Percy and Ulf seem to show the same polarization that Berggren and Trägårdh see in the characters of Pippi and Annika in Pippi Longstocking (259–260): Ulf, like Annika, represents the middle-class child who can sometimes engage in minor transgressions while knowing all along that he can go back to the safe nest of a loving family. Percy on the other hand, like Pippi, appears as the outsider, at once fascinating and scary, who embodies the dream of rebellion. Moreover, according to historian Göran Hägg, Pippi represents both an escapist dream and an image of the child as he/she was imagined in the folkhem: strong, independent, and capable of overcoming even the harshest situations (59–60). Percy shows a similar disposition, but he is faced with a much more realistic and prosaic world than Pippi; he sure is strong and unconventional but, unlike Pippi, he does not have a suitcase full of golden coins. His working-class background is a stigma which is not easily overcome, and he constantly has to deal with the consequences of his economic and social disadvantage.

*RECORDS SUPPLIED:*

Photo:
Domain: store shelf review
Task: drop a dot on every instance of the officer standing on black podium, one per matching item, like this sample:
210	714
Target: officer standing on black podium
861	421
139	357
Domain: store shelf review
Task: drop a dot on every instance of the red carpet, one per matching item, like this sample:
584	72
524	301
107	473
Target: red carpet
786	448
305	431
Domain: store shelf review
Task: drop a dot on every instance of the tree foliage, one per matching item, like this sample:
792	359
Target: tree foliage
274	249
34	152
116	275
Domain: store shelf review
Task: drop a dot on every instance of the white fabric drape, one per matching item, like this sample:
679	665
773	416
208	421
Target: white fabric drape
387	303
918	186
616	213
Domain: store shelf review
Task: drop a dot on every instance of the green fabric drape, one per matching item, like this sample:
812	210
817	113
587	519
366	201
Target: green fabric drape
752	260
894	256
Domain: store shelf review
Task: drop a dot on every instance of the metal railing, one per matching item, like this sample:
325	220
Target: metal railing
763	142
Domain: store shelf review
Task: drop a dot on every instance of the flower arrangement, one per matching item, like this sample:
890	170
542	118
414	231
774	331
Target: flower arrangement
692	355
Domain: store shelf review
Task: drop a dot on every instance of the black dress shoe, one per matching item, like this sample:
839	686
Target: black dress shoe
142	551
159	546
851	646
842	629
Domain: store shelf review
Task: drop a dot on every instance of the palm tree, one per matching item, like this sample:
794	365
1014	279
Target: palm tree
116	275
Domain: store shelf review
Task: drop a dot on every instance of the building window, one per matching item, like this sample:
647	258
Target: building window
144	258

*GOAL:*
Answer these questions from the excerpt on Percy and Ulf.
1. Which character from Pippi Longstocking does Ulf resemble?
2. According to Göran Hägg, what two things does Pippi represent?
3. What does Pippi have that Percy does not?
Use only the excerpt above to answer.

*FINISHED ANSWER:*
1. Annika.
2. An escapist dream, and an image of the child as imagined in the folkhem: strong, independent, and capable of overcoming even the harshest situations.
3. A suitcase full of golden coins.